Exercise: Exactly the lines from the start of the entries through the line with "[locate] carved stone beard (one point each)" are required in the output, with no pictures among them.

- - - - -

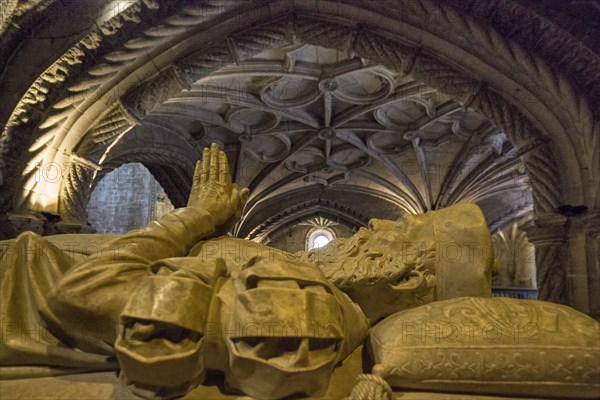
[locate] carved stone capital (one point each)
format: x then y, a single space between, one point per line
547 229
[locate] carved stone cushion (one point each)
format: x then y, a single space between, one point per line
490 346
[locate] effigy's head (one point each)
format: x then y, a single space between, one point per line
394 265
293 327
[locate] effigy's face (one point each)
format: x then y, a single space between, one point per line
291 327
384 268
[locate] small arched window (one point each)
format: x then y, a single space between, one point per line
319 237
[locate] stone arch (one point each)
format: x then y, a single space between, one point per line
539 109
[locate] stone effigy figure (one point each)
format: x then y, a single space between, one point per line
168 302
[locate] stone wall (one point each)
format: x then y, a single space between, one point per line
125 199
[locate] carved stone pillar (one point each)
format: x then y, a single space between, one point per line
549 236
584 245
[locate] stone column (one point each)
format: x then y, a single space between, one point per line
568 259
549 236
584 243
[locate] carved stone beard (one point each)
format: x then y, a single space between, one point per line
382 281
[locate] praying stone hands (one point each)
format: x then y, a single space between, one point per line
213 191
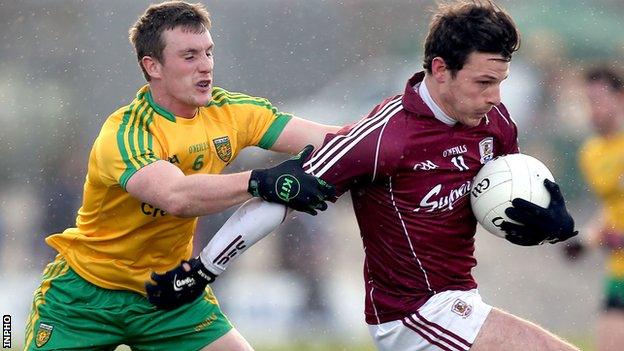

- - - - -

Reply:
[locate] carved stone capital (one point each)
format: x then y, a single space between, one point per line
547 229
[locate] carved stone cushion (one point each)
format: x then y, a single space between, one point per line
490 346
[locate] effigy's head (one point each)
format: x then y, a single space between, one point per line
394 265
293 327
[locate] effigy's face (one point each)
format: x then y, a single space between, one point per line
291 327
384 268
[locate] small arched window (one point each)
format: x then y, a single space between, one point per line
319 237
[locate] stone arch (one point each)
format: x then y, a single space between, one point per line
539 109
[locate] stone effigy figure (one point each)
format: x then y, a single space between, one point per line
168 302
[locate] stone wall (one point each)
format: x then y, a single space between, one point per line
125 199
[locate] carved stone pillar (one point each)
format: x then y, a single space between, one point per line
549 236
584 245
[locate] stone column (one point each)
format: x then y, a single space between, one point per line
568 259
549 236
584 243
[locate] carved stone beard (one point each)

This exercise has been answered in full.